→ Directions: Retype every record below exactly as it appears.

══ Exercise inputs

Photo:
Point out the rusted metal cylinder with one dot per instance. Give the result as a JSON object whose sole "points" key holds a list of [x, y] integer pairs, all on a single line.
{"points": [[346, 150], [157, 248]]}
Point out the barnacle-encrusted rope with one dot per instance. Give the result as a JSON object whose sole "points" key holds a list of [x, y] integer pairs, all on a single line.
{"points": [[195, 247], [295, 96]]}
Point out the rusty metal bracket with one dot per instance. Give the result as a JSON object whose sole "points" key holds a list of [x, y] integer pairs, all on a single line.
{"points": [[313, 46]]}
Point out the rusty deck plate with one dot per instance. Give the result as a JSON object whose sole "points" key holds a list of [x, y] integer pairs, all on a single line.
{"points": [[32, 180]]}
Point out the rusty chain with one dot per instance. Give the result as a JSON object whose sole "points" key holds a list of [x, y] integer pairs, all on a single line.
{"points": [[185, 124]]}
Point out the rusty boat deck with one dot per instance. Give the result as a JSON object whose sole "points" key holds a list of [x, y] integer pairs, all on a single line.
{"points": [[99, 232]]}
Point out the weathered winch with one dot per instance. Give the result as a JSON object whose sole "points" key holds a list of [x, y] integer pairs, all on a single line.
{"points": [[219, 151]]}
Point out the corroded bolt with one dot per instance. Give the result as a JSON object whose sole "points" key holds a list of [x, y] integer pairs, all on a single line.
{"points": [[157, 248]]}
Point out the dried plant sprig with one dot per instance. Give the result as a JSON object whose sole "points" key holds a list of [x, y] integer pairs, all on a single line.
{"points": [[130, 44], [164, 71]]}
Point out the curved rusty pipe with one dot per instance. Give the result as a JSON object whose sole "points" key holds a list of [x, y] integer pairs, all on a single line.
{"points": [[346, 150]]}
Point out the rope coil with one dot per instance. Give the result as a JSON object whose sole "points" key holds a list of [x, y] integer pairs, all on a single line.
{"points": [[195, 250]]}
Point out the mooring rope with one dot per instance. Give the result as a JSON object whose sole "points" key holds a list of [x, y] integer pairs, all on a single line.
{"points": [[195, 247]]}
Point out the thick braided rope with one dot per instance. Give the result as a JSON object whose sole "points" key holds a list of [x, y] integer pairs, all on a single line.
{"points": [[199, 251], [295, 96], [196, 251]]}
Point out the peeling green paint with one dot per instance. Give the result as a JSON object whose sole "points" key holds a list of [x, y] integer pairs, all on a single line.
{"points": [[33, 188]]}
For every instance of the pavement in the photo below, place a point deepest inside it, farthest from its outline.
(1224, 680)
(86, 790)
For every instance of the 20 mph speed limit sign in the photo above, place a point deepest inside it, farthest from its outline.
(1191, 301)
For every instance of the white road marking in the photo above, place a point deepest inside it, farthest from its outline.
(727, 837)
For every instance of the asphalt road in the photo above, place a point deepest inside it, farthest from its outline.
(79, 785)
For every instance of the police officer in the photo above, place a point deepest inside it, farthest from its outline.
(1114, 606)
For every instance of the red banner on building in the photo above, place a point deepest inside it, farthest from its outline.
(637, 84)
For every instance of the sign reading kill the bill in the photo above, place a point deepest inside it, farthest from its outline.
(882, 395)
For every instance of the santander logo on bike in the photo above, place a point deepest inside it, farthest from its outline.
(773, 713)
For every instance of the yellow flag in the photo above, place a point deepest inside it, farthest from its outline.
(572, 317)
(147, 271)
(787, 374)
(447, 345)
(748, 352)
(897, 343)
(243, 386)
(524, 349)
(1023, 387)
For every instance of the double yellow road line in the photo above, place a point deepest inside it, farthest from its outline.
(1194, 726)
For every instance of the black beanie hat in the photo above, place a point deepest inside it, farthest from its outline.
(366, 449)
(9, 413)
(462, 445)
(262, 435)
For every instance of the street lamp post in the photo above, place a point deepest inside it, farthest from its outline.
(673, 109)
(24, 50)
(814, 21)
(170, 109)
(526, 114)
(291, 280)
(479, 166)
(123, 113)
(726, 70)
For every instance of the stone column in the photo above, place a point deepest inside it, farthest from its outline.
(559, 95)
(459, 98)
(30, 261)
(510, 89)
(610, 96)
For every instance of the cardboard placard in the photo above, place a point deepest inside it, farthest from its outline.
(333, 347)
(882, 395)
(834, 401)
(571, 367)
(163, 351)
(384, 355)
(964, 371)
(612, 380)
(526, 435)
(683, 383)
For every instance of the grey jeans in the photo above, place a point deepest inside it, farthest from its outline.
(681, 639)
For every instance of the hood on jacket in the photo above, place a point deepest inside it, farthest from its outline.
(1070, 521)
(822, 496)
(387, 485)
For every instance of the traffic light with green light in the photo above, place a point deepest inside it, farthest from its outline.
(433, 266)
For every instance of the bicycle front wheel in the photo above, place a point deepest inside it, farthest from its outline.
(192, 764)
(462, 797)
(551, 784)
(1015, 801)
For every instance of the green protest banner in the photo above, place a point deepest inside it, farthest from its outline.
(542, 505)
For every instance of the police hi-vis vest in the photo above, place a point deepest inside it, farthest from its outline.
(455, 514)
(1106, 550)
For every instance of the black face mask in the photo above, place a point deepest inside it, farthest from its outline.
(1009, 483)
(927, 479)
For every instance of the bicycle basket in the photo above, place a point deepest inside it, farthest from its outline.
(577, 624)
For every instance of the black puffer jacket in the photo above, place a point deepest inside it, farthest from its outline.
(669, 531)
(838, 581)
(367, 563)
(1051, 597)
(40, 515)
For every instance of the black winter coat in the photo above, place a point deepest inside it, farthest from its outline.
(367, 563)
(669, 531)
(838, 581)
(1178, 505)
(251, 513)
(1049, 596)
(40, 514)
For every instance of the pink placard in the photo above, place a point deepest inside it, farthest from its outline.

════

→ Your response:
Photo:
Point out the rusted metal cylinder with one dot per instance. Give the result as a JSON object whose sole "points" key holds a list of [x, y] integer pairs, all on a single line.
{"points": [[346, 150], [157, 248]]}
Point out the barnacle-encrusted rope with one dot per instance. Give the result as a JSON object whose sole "points" key holds a list of [x, y] integer pairs, all on a single line.
{"points": [[195, 247], [295, 96]]}
Point out the rusty metal bracket with one dot per instance. Give the result as a JSON object whose sole "points" key holds a list of [x, y] integer pairs, all on a single line.
{"points": [[313, 46]]}
Point out the rusty deck plate with one dot per instance. Give the result as a JSON object whose sole "points" key holds a list of [x, y] integer pairs, all on a single line.
{"points": [[32, 180]]}
Point out the rusty chain with one dot per instance. Give the result as a JSON object whose sole "points" key holds a list of [x, y] integer pairs, all on a single line.
{"points": [[185, 124]]}
Point out the rusty boat deck with one dot per instance. Give the result as a JSON object whose sole "points" key holds a list of [x, y] integer pairs, all on a single line.
{"points": [[99, 232]]}
Point out the weathered winch with one dot per instance. Give the result as a JSON object whose sole "points" key holds a list of [x, y] integer pairs, all on a single line.
{"points": [[219, 151]]}
Point out the corroded bolt with one dot per instance. Give the result as a JSON object whose sole "points" key holds a list of [x, y] integer pairs, all on a single line.
{"points": [[157, 248]]}
Point out the dried plant sprig with one dot per instance. Give the result as a JSON object whose sole "points" key holds a list of [x, y] integer pairs, all on a single line.
{"points": [[130, 44], [164, 71]]}
Point out the curved rusty pipe with one dot per instance. Give the result as a JSON object whose sole "points" key holds a list of [x, y] integer pairs, all on a single line.
{"points": [[346, 150]]}
Point out the rope coil with one dot per instance. Give the result as a JSON object whose sole "points" key holds a list of [x, y] integer pairs, all on a single line.
{"points": [[195, 250]]}
Point out the mooring rope with one dot per instance. Give the result as a JSON object whose sole "points" key holds a list of [x, y] integer pairs, all on a single line.
{"points": [[195, 247]]}
Point out the thick braided rope with one dot per instance. Give the result as a JSON object whose sole "points" key holds a list of [x, y] integer pairs, all on a single line.
{"points": [[199, 251], [295, 96], [196, 251]]}
Point out the peeling green paint with one dot per instance. Give the result as a JSON object whose sole "points" key holds a list of [x, y] integer pairs, all on a single line.
{"points": [[33, 188]]}
For every instance of the pavement in the photo below, place a point deepest inside it, farthest from its outline.
(1224, 680)
(86, 790)
For every instance of the 20 mph speed limit sign in the photo above, place a point deepest inside it, farthest from its outline.
(1191, 301)
For every instance of the white road marking in the photo above, place a point deepest inside it, farthest from its outline.
(727, 837)
For every instance of the asphalt road in the photo above, place a point deepest inside it, farthest from its outline.
(79, 785)
For every instance of the police officer in the photo above, place a point deepest inside it, farthest from its outline.
(1114, 606)
For every instance of the red banner on building in the photo above, place a point deepest inside it, farthest from its outline.
(637, 84)
For every instance of the sign reading kill the bill in the photo above, place a point deepest inside it, farthest from its outline.
(882, 395)
For every instance of the santander logo on bike in the photo above, place a point deepest inside it, farthest from its outline.
(773, 713)
For every instance of the yellow flag in the photo above, place a point deepest inside it, farthest from its outline.
(572, 317)
(147, 271)
(787, 374)
(447, 345)
(748, 352)
(897, 343)
(243, 386)
(524, 349)
(1023, 387)
For every instance of the double yellow road line in the photo above, place a point deepest inside it, farthest from its outline.
(1194, 726)
For every instance of the black beanie hat in the photo above, place a point deepest inside it, farthest from its outline.
(366, 449)
(9, 413)
(462, 445)
(262, 435)
For every instance of the street lamp post in the photo above, place a point deepest inside it, farthest from its outline.
(673, 109)
(24, 50)
(814, 21)
(170, 109)
(526, 114)
(291, 280)
(479, 166)
(123, 113)
(726, 70)
For every instance of the stone column in the photo above, place a point deepest inside it, farthest from its outline.
(559, 95)
(459, 98)
(30, 261)
(510, 89)
(610, 96)
For every instance of the cardboard placard in the photo above, place a point deepest inside it, farthest from its outline.
(333, 347)
(882, 395)
(834, 401)
(571, 367)
(163, 351)
(384, 355)
(964, 371)
(612, 380)
(526, 435)
(683, 383)
For every instance of the grey jeans in the photo above, place a point deepest inside it, farthest from its outline.
(681, 639)
For every instance of the hood on jacket in the photo above, place a point deepest inside it, farthest from its outline.
(1070, 521)
(822, 496)
(387, 485)
For every instance of the traffic light with green light in the photo above, place a point deepest inside it, farthest from its outline.
(433, 266)
For every instance of the bicycle front wheel in the photo above, place a point deepest inside it, farthest from its outline.
(192, 764)
(462, 797)
(551, 784)
(1015, 801)
For every instance of the green protest banner in the photo above, place a point deepest inside it, farthest from its outline.
(542, 505)
For every instance of the police hi-vis vest in the photo above, place a point deepest inside it, farthest from its outline.
(455, 514)
(1106, 550)
For every instance of the black face mask in the photo above, place a point deepest inside it, farthest from its outline.
(1009, 483)
(927, 479)
For every instance of the bicycle basket in the photo above, place a point deepest inside it, farthest from its outline.
(577, 624)
For every instance of the black puffer jacket in the photo above, place a point deepest inside it, farthest from its outline.
(669, 531)
(838, 581)
(367, 563)
(1051, 597)
(40, 515)
For every instance of the black winter coat in the photo above, place a point deepest inside it, farthest from its outline.
(367, 563)
(669, 531)
(838, 581)
(1178, 505)
(251, 513)
(1049, 596)
(40, 514)
For every instance of the pink placard in the photo above, place a point deepest inside it, farthest from its outline.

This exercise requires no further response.